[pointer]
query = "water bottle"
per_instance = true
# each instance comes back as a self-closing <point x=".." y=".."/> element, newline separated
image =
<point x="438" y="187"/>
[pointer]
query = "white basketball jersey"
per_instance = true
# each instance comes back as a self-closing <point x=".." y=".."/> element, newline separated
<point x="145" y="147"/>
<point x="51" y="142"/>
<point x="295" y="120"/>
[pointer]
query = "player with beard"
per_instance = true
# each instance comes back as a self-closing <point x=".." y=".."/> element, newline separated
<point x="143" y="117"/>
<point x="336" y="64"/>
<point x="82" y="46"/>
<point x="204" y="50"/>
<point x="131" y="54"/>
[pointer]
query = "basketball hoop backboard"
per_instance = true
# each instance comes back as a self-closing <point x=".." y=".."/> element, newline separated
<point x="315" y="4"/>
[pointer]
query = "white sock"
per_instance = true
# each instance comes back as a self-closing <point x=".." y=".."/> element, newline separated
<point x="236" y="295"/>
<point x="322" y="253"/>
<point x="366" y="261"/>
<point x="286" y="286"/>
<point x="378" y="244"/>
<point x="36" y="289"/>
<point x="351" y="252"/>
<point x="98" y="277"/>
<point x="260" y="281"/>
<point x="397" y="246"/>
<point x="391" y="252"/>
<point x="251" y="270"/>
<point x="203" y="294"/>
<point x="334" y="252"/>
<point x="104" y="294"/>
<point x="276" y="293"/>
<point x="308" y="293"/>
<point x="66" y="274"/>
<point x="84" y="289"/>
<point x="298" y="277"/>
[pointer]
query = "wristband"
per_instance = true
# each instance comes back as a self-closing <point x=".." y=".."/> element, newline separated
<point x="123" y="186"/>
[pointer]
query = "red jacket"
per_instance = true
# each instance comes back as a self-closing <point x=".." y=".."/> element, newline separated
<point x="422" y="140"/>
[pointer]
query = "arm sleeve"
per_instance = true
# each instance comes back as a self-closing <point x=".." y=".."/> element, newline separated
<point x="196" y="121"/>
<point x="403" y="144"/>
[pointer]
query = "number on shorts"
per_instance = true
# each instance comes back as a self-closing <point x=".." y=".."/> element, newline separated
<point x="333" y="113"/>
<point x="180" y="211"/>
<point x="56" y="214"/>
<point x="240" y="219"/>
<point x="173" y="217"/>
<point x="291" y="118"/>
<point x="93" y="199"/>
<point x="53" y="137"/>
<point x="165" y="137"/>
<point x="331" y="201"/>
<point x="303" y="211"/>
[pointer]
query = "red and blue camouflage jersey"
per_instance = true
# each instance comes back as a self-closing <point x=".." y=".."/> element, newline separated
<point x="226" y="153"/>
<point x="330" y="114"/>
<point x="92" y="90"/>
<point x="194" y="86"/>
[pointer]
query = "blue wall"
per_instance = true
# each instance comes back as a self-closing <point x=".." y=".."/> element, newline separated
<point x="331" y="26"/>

-=-=-=-=-

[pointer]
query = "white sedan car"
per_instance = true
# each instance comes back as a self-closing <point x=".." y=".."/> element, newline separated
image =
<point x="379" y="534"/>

-=-=-=-=-

Locate each line in the material above that contains the word "jersey" and copy those lines out in full.

◆ Solution
query = "white basketball jersey"
query = "red and blue camouflage jersey"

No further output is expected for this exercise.